Rows from a pointing dataset:
^^^^

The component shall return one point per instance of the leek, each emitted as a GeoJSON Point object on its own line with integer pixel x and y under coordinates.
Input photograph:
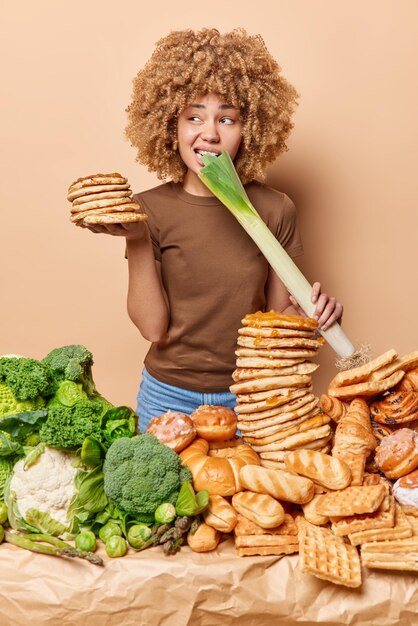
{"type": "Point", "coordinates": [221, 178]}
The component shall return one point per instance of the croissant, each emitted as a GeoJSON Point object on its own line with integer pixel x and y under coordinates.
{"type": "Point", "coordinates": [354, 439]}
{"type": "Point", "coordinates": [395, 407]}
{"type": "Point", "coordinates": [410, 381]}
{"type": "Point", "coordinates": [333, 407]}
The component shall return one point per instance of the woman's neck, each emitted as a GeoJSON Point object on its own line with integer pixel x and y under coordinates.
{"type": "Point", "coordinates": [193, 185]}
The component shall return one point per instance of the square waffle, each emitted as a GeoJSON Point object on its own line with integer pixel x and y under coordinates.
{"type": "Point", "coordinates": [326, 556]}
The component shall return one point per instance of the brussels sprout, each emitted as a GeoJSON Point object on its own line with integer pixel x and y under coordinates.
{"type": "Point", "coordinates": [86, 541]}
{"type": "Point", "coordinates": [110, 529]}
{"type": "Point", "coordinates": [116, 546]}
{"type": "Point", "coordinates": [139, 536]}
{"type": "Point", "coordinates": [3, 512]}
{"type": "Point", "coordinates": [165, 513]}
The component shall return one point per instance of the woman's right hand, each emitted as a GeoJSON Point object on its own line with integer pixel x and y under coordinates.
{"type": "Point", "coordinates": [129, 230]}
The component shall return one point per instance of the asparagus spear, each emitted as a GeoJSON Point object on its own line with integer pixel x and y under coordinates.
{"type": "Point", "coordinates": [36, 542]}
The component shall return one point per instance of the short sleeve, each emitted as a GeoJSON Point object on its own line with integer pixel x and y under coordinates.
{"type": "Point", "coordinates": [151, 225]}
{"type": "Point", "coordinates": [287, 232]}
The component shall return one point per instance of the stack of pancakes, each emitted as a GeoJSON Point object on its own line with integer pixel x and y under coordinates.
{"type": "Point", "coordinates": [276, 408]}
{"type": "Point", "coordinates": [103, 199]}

^^^^

→ THE TASK: Convert the lines starting with the one that contains "The component shall return one point per instance of the stack" and running through the end of the items, both ends included, into a JSON list of strings. Use one string per line and leave out blank lines.

→ FULL RESPONSE:
[
  "The component shall return one point per instance of the stack of pancakes, each emitted as a GeoJSON Point object on its own line with integer pixel x and y under coordinates.",
  "{\"type\": \"Point\", \"coordinates\": [276, 408]}",
  "{\"type\": \"Point\", \"coordinates\": [103, 199]}"
]